Start of Data for this exercise
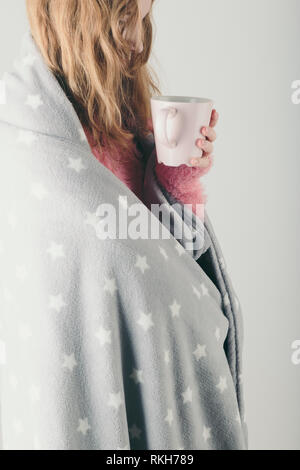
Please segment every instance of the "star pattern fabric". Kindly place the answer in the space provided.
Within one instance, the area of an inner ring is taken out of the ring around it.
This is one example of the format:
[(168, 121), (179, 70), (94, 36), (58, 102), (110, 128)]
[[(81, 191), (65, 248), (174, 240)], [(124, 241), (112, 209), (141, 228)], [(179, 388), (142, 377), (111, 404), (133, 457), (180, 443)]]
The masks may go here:
[(241, 310), (209, 219), (218, 285), (172, 234), (102, 240), (99, 206), (141, 201), (93, 157), (30, 34), (15, 65), (0, 107), (2, 448), (245, 449)]

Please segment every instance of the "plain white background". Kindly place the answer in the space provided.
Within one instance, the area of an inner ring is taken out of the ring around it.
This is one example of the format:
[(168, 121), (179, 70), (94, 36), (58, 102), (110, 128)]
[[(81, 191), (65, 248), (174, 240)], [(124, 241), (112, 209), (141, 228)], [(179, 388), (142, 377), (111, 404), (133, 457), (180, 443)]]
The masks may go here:
[[(152, 63), (164, 94), (213, 98), (210, 218), (240, 299), (251, 449), (300, 450), (299, 0), (156, 0)], [(0, 3), (0, 74), (26, 29)]]

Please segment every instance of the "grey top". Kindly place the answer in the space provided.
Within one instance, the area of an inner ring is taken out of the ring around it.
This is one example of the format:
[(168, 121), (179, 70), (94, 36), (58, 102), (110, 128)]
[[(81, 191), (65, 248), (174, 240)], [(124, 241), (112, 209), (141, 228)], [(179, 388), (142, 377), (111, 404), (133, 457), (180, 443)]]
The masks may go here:
[[(2, 448), (245, 449), (241, 309), (207, 214), (202, 252), (104, 240), (104, 204), (159, 221), (93, 156), (29, 33), (4, 84)], [(171, 210), (151, 162), (145, 198)]]

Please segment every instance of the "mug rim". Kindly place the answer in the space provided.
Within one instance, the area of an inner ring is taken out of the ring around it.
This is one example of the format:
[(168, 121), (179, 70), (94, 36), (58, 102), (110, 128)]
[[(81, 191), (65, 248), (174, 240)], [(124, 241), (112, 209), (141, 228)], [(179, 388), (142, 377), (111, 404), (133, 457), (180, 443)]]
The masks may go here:
[(175, 96), (175, 95), (154, 95), (151, 97), (151, 101), (160, 101), (160, 102), (167, 102), (167, 103), (181, 103), (181, 104), (189, 104), (189, 103), (213, 103), (213, 100), (210, 98), (202, 98), (196, 96)]

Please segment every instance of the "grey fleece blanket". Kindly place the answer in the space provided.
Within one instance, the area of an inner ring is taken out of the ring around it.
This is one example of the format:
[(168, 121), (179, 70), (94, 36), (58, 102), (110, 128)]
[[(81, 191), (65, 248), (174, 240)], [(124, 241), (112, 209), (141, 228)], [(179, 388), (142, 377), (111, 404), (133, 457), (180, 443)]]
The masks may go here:
[[(148, 207), (96, 160), (29, 33), (2, 85), (2, 448), (245, 449), (241, 310), (207, 214), (175, 238), (153, 142)], [(105, 204), (165, 236), (104, 239)]]

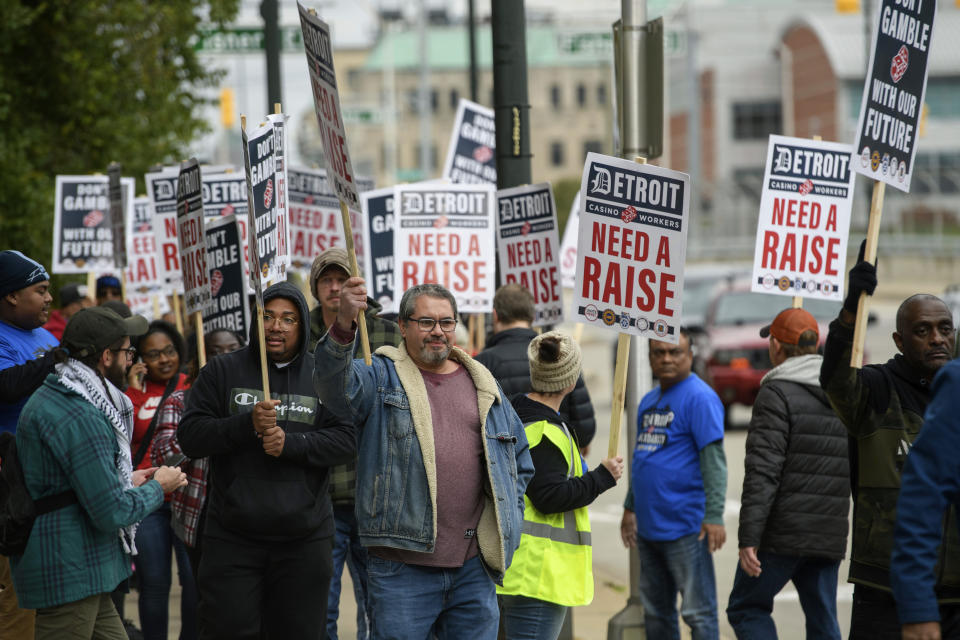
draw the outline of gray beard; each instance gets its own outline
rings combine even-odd
[[[450,356],[450,342],[446,343],[446,348],[443,351],[431,351],[427,349],[427,345],[420,347],[420,360],[426,364],[440,364]]]

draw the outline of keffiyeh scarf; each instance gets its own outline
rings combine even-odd
[[[56,365],[56,370],[63,386],[83,396],[113,425],[117,444],[120,447],[120,455],[117,456],[117,476],[124,490],[132,489],[133,461],[130,455],[130,435],[133,433],[133,403],[126,394],[98,372],[81,364],[78,360],[70,358]],[[121,527],[118,533],[123,543],[123,550],[132,556],[137,555],[137,546],[134,543],[137,525]]]

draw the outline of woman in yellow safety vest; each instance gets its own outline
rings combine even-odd
[[[512,399],[536,472],[524,496],[520,547],[497,588],[509,640],[556,640],[567,607],[593,600],[593,550],[587,505],[613,487],[623,458],[586,470],[575,434],[558,413],[580,376],[580,347],[550,331],[527,347],[530,387]]]

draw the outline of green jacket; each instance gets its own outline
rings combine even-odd
[[[859,371],[850,366],[853,326],[830,323],[820,384],[850,435],[853,544],[850,582],[890,591],[890,553],[900,474],[923,426],[930,380],[897,355]],[[956,511],[944,518],[946,544],[937,566],[941,602],[960,602],[960,535]]]
[[[377,316],[383,307],[367,298],[367,310],[364,317],[367,320],[367,340],[370,342],[370,353],[382,346],[399,347],[403,342],[400,327],[396,322]],[[327,333],[327,326],[323,324],[323,313],[318,304],[310,311],[310,353],[317,347],[317,341]],[[356,341],[354,357],[363,357],[360,353],[360,340]],[[338,464],[330,468],[330,499],[334,506],[353,508],[354,496],[357,490],[357,463],[356,460],[346,464]]]
[[[72,489],[78,503],[36,519],[22,556],[11,558],[24,609],[113,591],[130,575],[118,531],[163,504],[155,480],[124,490],[119,444],[107,417],[47,376],[20,415],[17,453],[34,499]]]

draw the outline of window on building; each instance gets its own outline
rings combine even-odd
[[[430,165],[427,167],[427,171],[435,171],[437,168],[437,147],[435,145],[430,145],[430,149],[427,151],[430,154],[428,162]],[[417,143],[413,147],[413,166],[420,168],[420,143]]]
[[[759,203],[760,193],[763,191],[763,169],[734,169],[733,184],[739,197]]]
[[[493,89],[490,89],[490,102],[487,103],[487,106],[493,107],[494,104],[496,104],[496,101],[494,100],[494,97],[493,97]]]
[[[554,140],[550,143],[550,164],[554,167],[562,167],[563,160],[563,142]]]
[[[450,110],[456,111],[460,105],[460,92],[456,89],[450,89]]]
[[[597,85],[597,104],[600,106],[607,104],[607,85],[602,82]]]
[[[586,161],[588,153],[603,153],[603,143],[599,140],[586,140],[583,143],[583,159]]]
[[[440,92],[436,89],[430,90],[430,111],[436,113],[440,108]]]
[[[561,104],[561,94],[560,94],[560,85],[554,84],[550,86],[550,105],[559,110],[562,106]]]
[[[587,85],[577,85],[577,106],[583,109],[587,106]]]
[[[778,101],[741,102],[733,105],[733,137],[737,140],[766,140],[781,133],[783,116]]]

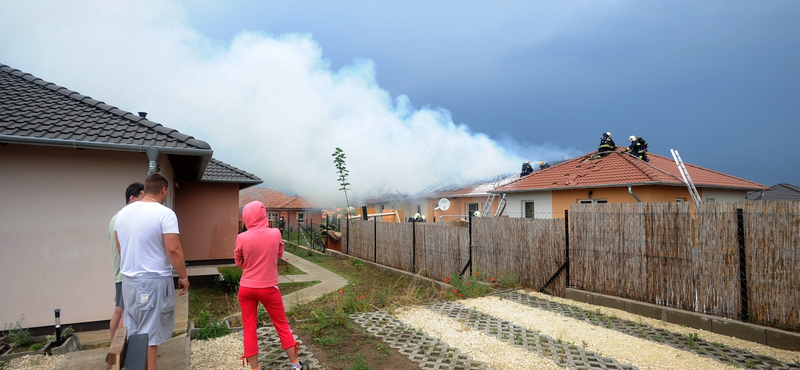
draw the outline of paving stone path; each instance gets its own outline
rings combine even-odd
[[[490,369],[457,348],[408,327],[385,311],[362,312],[350,315],[350,318],[370,334],[408,356],[411,361],[419,363],[423,369]]]
[[[571,369],[637,369],[635,366],[620,364],[612,358],[587,351],[574,343],[567,343],[527,329],[512,322],[503,321],[491,315],[475,311],[455,302],[442,302],[431,305],[430,310],[462,322],[464,325],[498,340],[521,347],[547,358],[559,366]]]
[[[258,328],[258,362],[262,369],[285,368],[289,363],[289,356],[281,348],[281,339],[272,324]],[[311,368],[319,368],[319,360],[314,358],[314,354],[309,351],[303,341],[297,338],[297,348],[300,350],[300,361],[311,365]]]
[[[548,301],[518,292],[503,293],[499,296],[526,306],[581,320],[591,325],[666,344],[698,356],[710,357],[735,367],[748,369],[800,369],[800,366],[795,363],[781,362],[772,357],[753,354],[743,349],[724,347],[719,343],[708,342],[702,338],[693,338],[690,344],[689,337],[684,334],[673,333],[630,320],[622,320],[614,316],[604,315],[598,311],[592,312],[577,306]]]

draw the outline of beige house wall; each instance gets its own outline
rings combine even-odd
[[[108,223],[145,154],[0,145],[0,323],[108,320],[114,286]],[[166,156],[162,174],[172,178]],[[174,195],[174,193],[173,193]]]

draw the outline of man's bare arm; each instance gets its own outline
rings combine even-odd
[[[180,235],[164,234],[163,237],[169,263],[178,273],[178,287],[181,288],[180,295],[184,295],[189,291],[189,276],[186,274],[186,261],[183,258]]]
[[[114,231],[114,239],[117,241],[117,254],[121,256],[122,251],[119,249],[119,234],[117,234],[116,231]]]

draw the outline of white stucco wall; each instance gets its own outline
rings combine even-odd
End of Data for this exercise
**What the exercise asks:** Provide the count of lines above that contain "grey", without any other words.

**Answer to this exercise:** 2